--- start Records to use ---

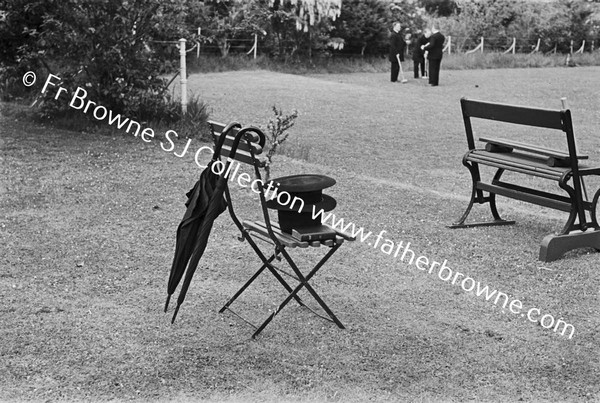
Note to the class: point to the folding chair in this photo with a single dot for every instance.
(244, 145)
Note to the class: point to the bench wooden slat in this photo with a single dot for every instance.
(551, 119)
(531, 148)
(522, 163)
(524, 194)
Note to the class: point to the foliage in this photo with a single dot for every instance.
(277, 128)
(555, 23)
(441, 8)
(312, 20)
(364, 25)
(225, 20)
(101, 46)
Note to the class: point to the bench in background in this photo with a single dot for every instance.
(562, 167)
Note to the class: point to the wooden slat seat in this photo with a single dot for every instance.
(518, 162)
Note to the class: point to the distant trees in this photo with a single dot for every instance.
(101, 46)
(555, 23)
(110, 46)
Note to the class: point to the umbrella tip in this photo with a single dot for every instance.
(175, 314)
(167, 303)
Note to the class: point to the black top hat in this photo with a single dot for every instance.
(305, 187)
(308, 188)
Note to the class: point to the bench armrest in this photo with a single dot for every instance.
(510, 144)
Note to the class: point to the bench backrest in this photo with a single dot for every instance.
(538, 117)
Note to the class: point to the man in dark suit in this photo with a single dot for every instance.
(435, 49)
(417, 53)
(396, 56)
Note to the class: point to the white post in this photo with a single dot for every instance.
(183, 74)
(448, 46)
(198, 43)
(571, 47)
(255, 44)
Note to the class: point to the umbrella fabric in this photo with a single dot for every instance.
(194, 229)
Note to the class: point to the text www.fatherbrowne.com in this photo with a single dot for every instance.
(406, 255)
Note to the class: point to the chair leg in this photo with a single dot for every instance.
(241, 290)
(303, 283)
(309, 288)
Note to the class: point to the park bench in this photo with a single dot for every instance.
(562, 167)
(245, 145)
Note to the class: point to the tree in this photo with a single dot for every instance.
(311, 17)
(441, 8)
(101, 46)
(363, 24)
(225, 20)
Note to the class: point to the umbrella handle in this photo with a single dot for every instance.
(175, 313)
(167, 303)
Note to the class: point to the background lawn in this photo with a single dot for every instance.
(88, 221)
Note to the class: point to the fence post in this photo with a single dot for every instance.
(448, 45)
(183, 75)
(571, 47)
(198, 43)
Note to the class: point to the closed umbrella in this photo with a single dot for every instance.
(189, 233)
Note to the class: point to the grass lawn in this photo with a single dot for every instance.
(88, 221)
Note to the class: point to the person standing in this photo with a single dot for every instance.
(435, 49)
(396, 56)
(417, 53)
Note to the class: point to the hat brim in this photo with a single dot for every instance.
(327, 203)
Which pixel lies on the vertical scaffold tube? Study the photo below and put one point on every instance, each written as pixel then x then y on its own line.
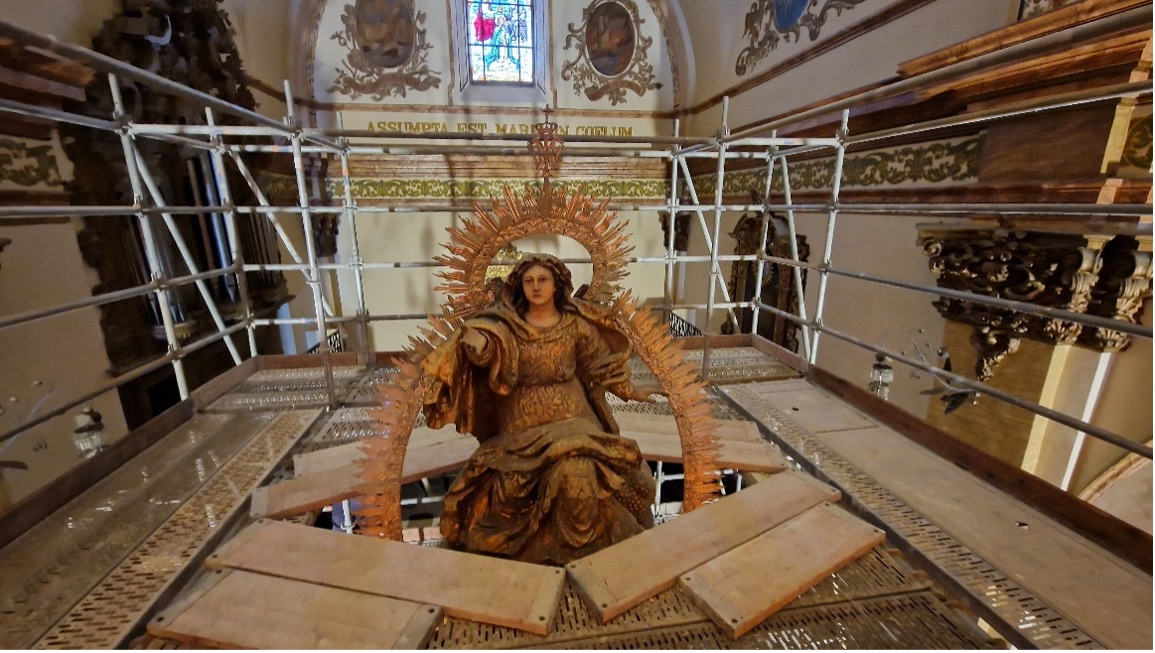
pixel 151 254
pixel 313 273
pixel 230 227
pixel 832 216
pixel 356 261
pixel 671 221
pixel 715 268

--- end Records to use ---

### Your instructions:
Make an exact copy of every entry above, minus the images.

### Full output:
Note to the class: point to the folding chair in this photo with a single dot for every instance.
(244, 145)
Note to the class: point to the bench wooden slat in this photo with a single dot for every instance.
(551, 119)
(531, 148)
(522, 163)
(524, 194)
Note to the class: point to the foliage in this photo with a single dot for every instance.
(277, 128)
(555, 23)
(441, 8)
(312, 20)
(364, 25)
(225, 20)
(101, 46)
Note to the class: point to the bench in background in this photo with a single dot for every instance.
(562, 167)
Note to the class: point to the wooden slat seat in this photo with a single dot for every instance.
(518, 162)
Note to the class: point to the distant trees in this photo with a single dot for every instance.
(101, 46)
(555, 23)
(110, 46)
Note to the class: point to the umbrella tip in this photo with a single dot for every instance.
(175, 314)
(167, 303)
Note to the class: point to the black top hat in this photo with a single dot for every instance.
(305, 187)
(308, 188)
Note to the class: point to the bench armrest in this photo with a single dot for every instance.
(510, 144)
Note to the class: point to the bench backrest in this photo with a single dot for every instance.
(538, 117)
Note to the class: point to the man in dark suit in this photo with a single dot for every instance.
(435, 49)
(417, 53)
(396, 56)
Note to the class: point to the white post in this photo with a single dot for every instance.
(183, 74)
(448, 46)
(198, 43)
(571, 47)
(255, 44)
Note to the class: point to the umbrella fabric in this photo with a single dot for every instance.
(194, 229)
Note to the class: point to the text www.fatherbrowne.com in this photo with a single dot for every instance.
(406, 255)
Note to the class: point to the chair leg in this photo with a single dot for every instance.
(241, 290)
(303, 283)
(309, 288)
Note to the class: point to the park bench in this photo with a single dot for every instance.
(562, 167)
(245, 145)
Note to the class: point to the tree in this photo with a single dot for every instance.
(311, 17)
(441, 8)
(101, 46)
(363, 24)
(225, 20)
Note to the class: point to the umbrella handle in this photo with a single dot for every instance.
(175, 313)
(167, 303)
Note to the class: point to the background lawn in this photo with a single dot for every instance.
(88, 221)
Note to the class: point to the fence post in this photo with a single dot for every instance.
(448, 45)
(183, 75)
(571, 47)
(198, 43)
Note to the class: point to the closed umbrella in this photo with a single dot for every instance.
(189, 233)
Note to the class: point to the grass lawn in this photo with a single dot for every instance.
(88, 221)
Note to the class: point to the person standing in this photo with a single dot for every instance.
(435, 49)
(396, 56)
(417, 53)
Note to the class: point to the hat brim in this photo with a single dot for every instance.
(327, 203)
Which pixel lies on the vertical scaffold tube? Study the photo below and put one point on every instance, each written as pixel then x then y on its own line.
pixel 151 254
pixel 313 273
pixel 230 227
pixel 832 216
pixel 356 261
pixel 671 221
pixel 715 268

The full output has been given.